● **EXCERPTED TEXT**

-- start --

Bankruptcy in the US

Published by Evan Louise Madriñan on

By elmads

Do you remember these companies, Kodak, Blockbuster, Enron, General Motors, Chrysler, Toys R Us, and Thomas Cook? I guess some of you do remember it, while some doesn’t.

These are companies that went into bankruptcy. Some of you might be asking “If that is the case then why are some of them are still operating in this day and age? like General Motors and Kodak?”. That is because, bankruptcy doesn’t automatically translate to the closure of a company’s business operations.

There are various types of bankruptcy in this world, and each one has different ways into tackling the problem. There are different causes for a company to go under and have problems within their finances and operations, but one of the most popular causes of bankruptcy is debt. The inability to pay their liabilities to their creditors.

Moreover, bankruptcy is not only confined to companies, but also to individuals like ourselves. Some people tend to drown themselves in debt and create an unescapable downward spiral. This causes for their debt interest payments to shoot up, to the extent that even their salary alone cannot pay it anymore.

-- end --

● **Named object pointing entries**
-- start --

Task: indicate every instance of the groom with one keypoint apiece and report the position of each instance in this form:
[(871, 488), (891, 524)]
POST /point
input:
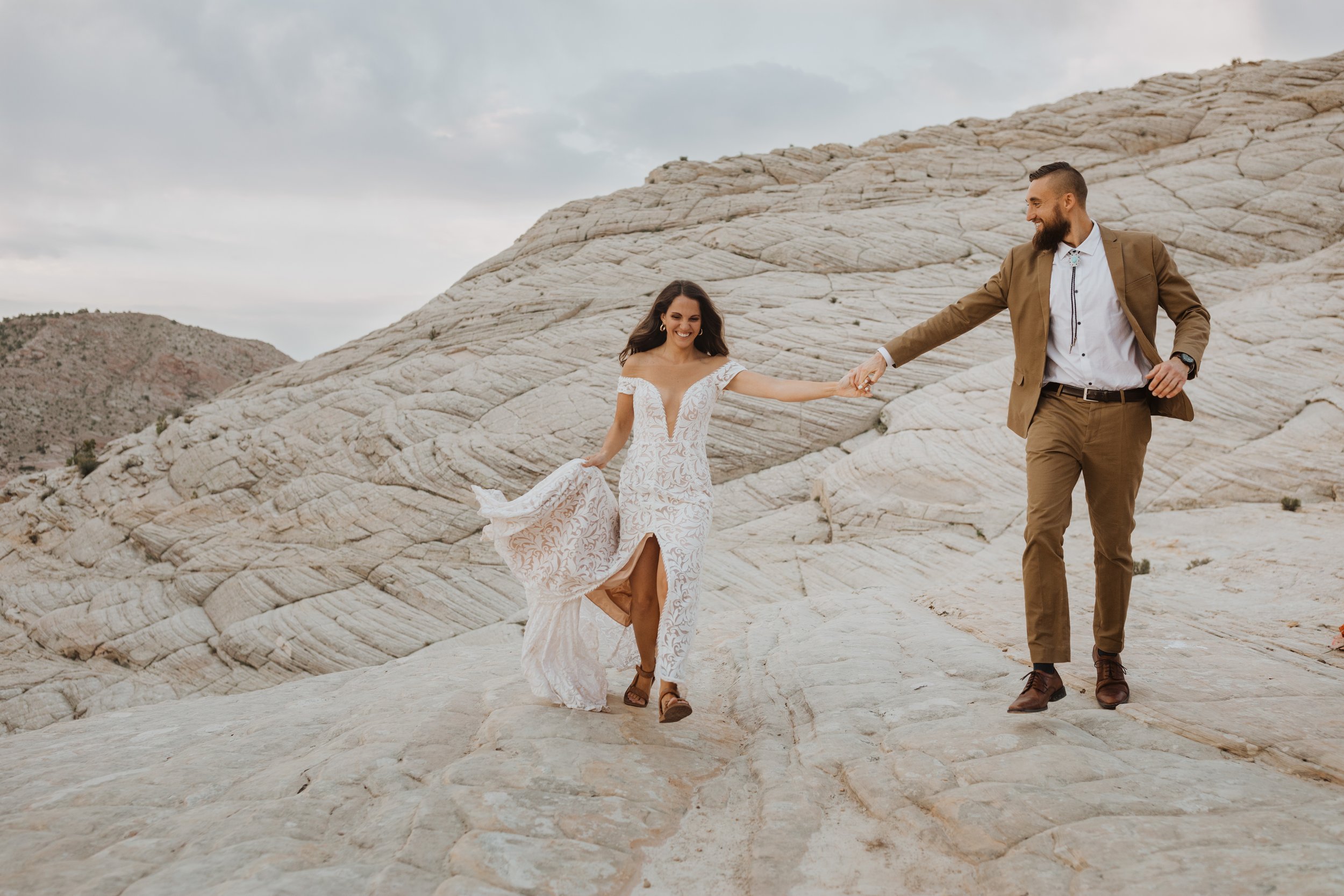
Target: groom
[(1086, 382)]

-- end --

● **AIM OF THE TASK**
Reproduce the passage on bankruptcy word for word, starting with "Bankruptcy in the" and going on through "while some doesn’t.".

● **SOLUTION TO THIS TASK**
Bankruptcy in the US

Published by Evan Louise Madriñan on

By elmads

Do you remember these companies, Kodak, Blockbuster, Enron, General Motors, Chrysler, Toys R Us, and Thomas Cook? I guess some of you do remember it, while some doesn’t.